> Text block
^^^^^^^^^^^^^^^^
So there you are on your mission:  you're on the move, minding your own business and making your way to your destination.  Traffic is moving smoothly.  And everyone is obeying the rules and staying in their lanes and out of yours.

But then it happens.  Someone veers over and cuts you off.  How could this be?  Oh wait.  Of course.  There’s no icthys symbol on the car’s bumper.  But would that really have made a difference?  And then would you respond any differently?  Probably not.  So maybe out comes something ugly from your mouth.  Or a gesture from your hand.  Perhaps it’s just a fleeting bad thought.  Either way you slice it, it’s something that’s not very Christian.  Something … a little more Christianish

It's somewhere we've all been before, finding ourselves in situations where the ugliness of who we really are and how we’re not living like Christ comes out in full display.

“We have trained ourselves to cope well on a Christianish path,” acknowledges author Mark Steele.  “It’s a path where we please the right godly people and don’t feel the guilt when our failings are seen by the world at large.  But this is not the approach to Jesus that we were created to take.  The way is not church.  The way is not ideology.  The way is not Christian.  The way is Jesus.”
^^^^^^^^^^^^^^^^
> Information shown
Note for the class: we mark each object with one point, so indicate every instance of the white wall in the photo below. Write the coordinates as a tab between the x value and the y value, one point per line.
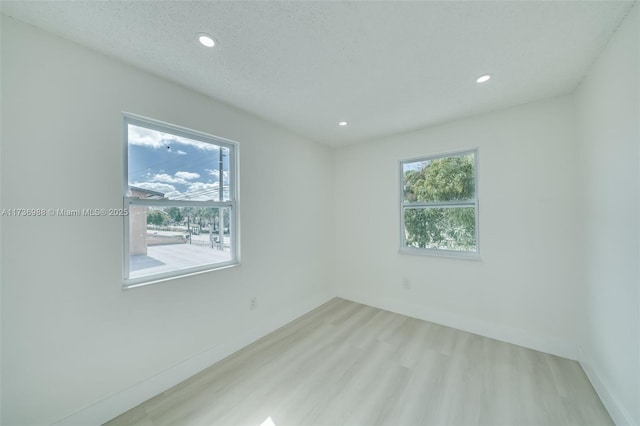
609	121
70	336
525	287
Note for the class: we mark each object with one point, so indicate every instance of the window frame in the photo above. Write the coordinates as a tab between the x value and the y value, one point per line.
474	202
231	204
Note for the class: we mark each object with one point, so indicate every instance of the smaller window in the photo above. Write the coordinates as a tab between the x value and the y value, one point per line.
439	206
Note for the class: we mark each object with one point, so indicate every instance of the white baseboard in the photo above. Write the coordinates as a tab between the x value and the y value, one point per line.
516	336
619	415
114	405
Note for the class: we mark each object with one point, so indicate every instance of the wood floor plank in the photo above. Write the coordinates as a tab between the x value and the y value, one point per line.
350	364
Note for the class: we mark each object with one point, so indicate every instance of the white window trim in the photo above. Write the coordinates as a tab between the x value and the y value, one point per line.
232	203
474	202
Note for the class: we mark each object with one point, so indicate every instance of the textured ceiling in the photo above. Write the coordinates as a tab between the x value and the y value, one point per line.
385	67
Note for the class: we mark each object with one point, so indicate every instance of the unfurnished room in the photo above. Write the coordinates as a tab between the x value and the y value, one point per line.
320	213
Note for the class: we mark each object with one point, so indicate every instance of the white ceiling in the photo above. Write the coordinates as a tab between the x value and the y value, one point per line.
385	67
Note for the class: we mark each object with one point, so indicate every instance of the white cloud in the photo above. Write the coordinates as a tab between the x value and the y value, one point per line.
157	186
216	173
154	139
187	175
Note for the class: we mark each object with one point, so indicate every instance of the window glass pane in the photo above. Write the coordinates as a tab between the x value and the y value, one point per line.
167	239
165	166
451	228
440	179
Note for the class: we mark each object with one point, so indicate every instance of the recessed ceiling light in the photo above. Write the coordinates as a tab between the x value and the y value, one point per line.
483	78
206	40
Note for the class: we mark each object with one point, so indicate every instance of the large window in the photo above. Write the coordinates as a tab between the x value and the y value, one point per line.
439	207
181	196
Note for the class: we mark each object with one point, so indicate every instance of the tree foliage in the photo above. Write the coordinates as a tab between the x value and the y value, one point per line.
446	227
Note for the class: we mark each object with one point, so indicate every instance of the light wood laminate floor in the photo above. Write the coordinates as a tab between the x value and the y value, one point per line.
351	364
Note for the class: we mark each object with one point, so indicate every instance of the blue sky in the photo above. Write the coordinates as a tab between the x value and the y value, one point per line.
180	168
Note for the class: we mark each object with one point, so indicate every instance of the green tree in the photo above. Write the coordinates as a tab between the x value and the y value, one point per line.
157	217
440	180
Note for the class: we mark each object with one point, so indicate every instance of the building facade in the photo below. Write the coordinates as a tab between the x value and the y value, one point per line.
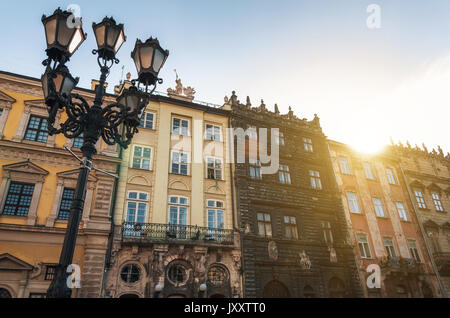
383	225
38	178
294	236
427	175
174	233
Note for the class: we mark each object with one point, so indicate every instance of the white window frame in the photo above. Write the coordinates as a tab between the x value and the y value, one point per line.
213	132
377	206
284	175
180	127
178	205
420	200
307	144
143	118
344	164
216	209
390	174
368	171
142	158
353	204
437	201
386	246
364	245
179	163
138	200
316	182
417	252
401	211
215	169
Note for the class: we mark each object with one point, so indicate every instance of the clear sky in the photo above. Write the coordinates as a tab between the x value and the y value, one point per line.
317	56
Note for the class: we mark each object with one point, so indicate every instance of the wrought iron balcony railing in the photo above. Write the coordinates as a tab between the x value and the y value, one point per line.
154	232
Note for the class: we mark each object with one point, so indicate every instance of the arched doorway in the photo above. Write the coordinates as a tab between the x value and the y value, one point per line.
336	287
4	293
275	289
129	296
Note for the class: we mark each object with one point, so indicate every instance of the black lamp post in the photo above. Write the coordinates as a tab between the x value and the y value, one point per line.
93	121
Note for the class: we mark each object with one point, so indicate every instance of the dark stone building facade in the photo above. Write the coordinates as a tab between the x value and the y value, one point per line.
294	237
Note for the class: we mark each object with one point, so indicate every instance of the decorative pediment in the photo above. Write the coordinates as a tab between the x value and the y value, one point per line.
73	174
434	187
431	224
6	98
9	262
417	184
25	167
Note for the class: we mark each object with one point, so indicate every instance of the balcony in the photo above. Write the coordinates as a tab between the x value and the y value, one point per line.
443	263
401	264
174	233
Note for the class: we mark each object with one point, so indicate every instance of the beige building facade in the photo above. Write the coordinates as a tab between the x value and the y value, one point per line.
174	215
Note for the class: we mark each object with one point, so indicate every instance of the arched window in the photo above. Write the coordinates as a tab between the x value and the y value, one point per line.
130	273
336	287
275	289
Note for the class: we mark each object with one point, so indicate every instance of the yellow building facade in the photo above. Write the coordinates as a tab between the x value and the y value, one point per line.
174	216
38	177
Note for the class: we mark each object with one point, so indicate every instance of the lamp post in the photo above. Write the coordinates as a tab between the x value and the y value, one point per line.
115	123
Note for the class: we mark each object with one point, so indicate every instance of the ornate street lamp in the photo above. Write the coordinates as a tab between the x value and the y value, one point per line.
115	123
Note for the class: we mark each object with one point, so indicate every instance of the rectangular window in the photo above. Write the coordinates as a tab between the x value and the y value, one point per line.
368	171
18	199
345	166
213	132
389	245
414	251
137	207
363	244
437	202
390	175
78	141
307	144
147	120
37	129
50	271
401	211
179	163
214	168
180	127
178	208
315	180
66	203
141	157
419	199
378	205
216	218
284	175
290	225
353	202
280	139
264	224
327	232
255	170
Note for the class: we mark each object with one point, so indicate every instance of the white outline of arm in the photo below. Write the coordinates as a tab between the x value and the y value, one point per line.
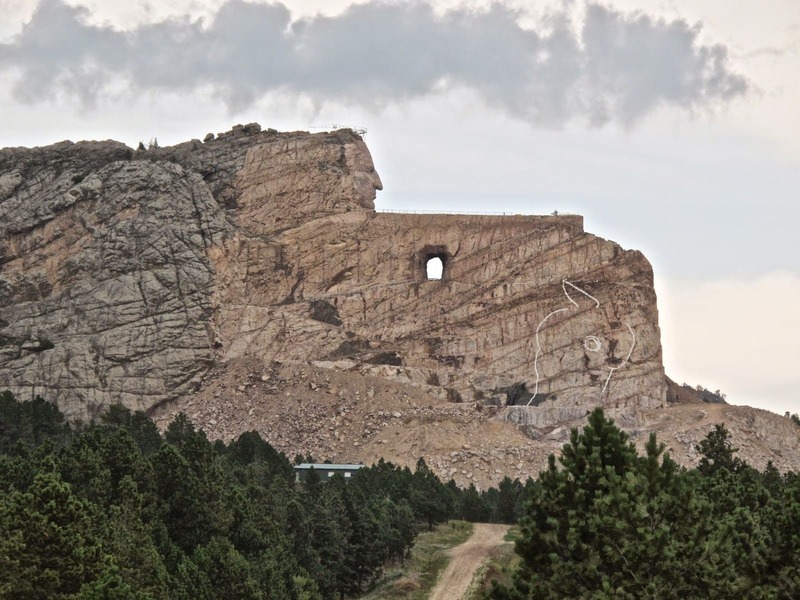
565	283
539	351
^^^^^^^^^^^^^^^^
> Assigned task A
Repeat the passage about being Christianish word for word, from "It's somewhere we've all" up to and including "in full display.".
> Assigned task B
Answer these questions about the passage on being Christianish:
(i) What symbol is missing from the bumper of the car that cuts you off?
(ii) Who is quoted in the last paragraph?
(iii) According to that quotation, what is the way?
The material is not needed for any of the work on this page.

> Result A
It's somewhere we've all been before, finding ourselves in situations where the ugliness of who we really are and how we’re not living like Christ comes out in full display.

> Result B
(i) An icthys symbol.
(ii) Author Mark Steele.
(iii) Jesus.